Exercise task
Render every line of the material below as a Markdown table with the columns "Row" and "Line", giving each row its number and omitting blank lines.

--------------------

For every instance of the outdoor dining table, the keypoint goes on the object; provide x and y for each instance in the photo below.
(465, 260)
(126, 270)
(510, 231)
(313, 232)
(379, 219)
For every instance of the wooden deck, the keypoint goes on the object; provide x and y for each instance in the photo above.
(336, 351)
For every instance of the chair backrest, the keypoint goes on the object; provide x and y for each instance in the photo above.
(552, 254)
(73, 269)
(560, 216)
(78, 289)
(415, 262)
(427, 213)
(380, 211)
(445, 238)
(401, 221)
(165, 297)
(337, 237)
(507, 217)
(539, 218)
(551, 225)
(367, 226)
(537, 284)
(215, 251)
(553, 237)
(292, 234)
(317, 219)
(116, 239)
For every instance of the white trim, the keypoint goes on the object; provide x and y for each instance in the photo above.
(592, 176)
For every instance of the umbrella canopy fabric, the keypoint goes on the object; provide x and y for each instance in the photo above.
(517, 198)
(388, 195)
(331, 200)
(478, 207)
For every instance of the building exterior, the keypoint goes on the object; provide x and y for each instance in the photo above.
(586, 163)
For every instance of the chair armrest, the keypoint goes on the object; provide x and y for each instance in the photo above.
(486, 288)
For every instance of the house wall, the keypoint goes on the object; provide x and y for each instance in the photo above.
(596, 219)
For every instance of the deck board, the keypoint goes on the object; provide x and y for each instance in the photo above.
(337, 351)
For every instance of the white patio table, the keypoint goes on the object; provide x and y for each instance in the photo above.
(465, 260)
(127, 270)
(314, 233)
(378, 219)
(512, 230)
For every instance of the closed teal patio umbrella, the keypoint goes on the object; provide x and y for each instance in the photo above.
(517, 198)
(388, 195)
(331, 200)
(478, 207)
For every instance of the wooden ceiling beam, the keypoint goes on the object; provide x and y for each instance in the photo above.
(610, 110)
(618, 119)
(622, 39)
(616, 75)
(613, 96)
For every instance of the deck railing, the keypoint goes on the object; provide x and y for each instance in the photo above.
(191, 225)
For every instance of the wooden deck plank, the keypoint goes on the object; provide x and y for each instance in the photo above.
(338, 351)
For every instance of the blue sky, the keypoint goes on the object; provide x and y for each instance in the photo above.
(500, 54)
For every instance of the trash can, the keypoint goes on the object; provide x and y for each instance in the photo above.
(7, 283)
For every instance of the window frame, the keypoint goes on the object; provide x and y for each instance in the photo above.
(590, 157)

--------------------

Final answer
| Row | Line |
|---|---|
| 1 | For every instance of the outdoor dining table, the keypoint goes on the object; provide x and y for each instance in the photo below. |
| 2 | (465, 260) |
| 3 | (126, 270) |
| 4 | (510, 231) |
| 5 | (313, 232) |
| 6 | (379, 219) |
| 7 | For every instance of the wooden deck, the keypoint goes on the object; provide x and y for each instance in the photo above. |
| 8 | (336, 351) |
| 9 | For every instance of the chair backrest, the keypoint goes on the object; provide x and y for each instance in the photo above. |
| 10 | (552, 254) |
| 11 | (73, 269) |
| 12 | (560, 216) |
| 13 | (78, 289) |
| 14 | (415, 262) |
| 15 | (427, 213) |
| 16 | (380, 211) |
| 17 | (445, 238) |
| 18 | (401, 221) |
| 19 | (165, 297) |
| 20 | (337, 237) |
| 21 | (507, 217) |
| 22 | (539, 218) |
| 23 | (551, 225) |
| 24 | (367, 226) |
| 25 | (537, 284) |
| 26 | (215, 251) |
| 27 | (553, 237) |
| 28 | (292, 234) |
| 29 | (317, 219) |
| 30 | (116, 239) |
| 31 | For every instance of the white trim, the keypoint goes on the object; provide x and y for each instance in the photo above. |
| 32 | (592, 176) |
| 33 | For every instance of the umbrella canopy fabric, the keypoint goes on the object; provide x and y for each instance in the photo above. |
| 34 | (517, 198) |
| 35 | (388, 195) |
| 36 | (331, 200) |
| 37 | (478, 207) |
| 38 | For every instance of the building exterior, the keypoint goes on the object; provide x and y for each instance in the photo above. |
| 39 | (586, 163) |
| 40 | For every instance of the chair armrest, the keypoint goes on the object; provide x and y for each instance in the photo above. |
| 41 | (486, 288) |
| 42 | For every instance of the house wall, the keypoint goes on the object; provide x and y for each instance in the photo above. |
| 43 | (596, 219) |
| 44 | For every instance of the deck board, the keypoint goes on the object; provide x and y for each instance in the photo above. |
| 45 | (337, 351) |
| 46 | For every instance of the white patio table, the keypoint goes on the object; provide x and y for each instance in the photo above. |
| 47 | (465, 260) |
| 48 | (127, 270) |
| 49 | (314, 233) |
| 50 | (378, 219) |
| 51 | (512, 230) |
| 52 | For every instance of the closed teal patio umbrella, the keypoint goes on the object; provide x and y for each instance in the photo above. |
| 53 | (517, 198) |
| 54 | (388, 195) |
| 55 | (331, 200) |
| 56 | (478, 207) |
| 57 | For every instance of the wooden ceiling beam, the keypoint goes on the object; provide x and y for each instance in the photo above. |
| 58 | (610, 110) |
| 59 | (618, 119) |
| 60 | (622, 39) |
| 61 | (616, 75) |
| 62 | (613, 96) |
| 63 | For every instance of the deck railing, the keypoint goes on the object; provide x and y for each instance in the photo above. |
| 64 | (191, 225) |
| 65 | For every instance of the wooden deck plank, the keypoint goes on the object; provide x and y for each instance in the photo above. |
| 66 | (338, 351) |
| 67 | For every instance of the blue sky, the keypoint goes on the object; provide x and y for each instance in the photo above. |
| 68 | (500, 54) |
| 69 | For every instance of the trash can, the keypoint goes on the object; provide x and y for each instance in the photo above. |
| 70 | (7, 283) |
| 71 | For every instance of the window frame, the keypoint goes on the object; provide x and y for each instance in the photo above. |
| 72 | (590, 157) |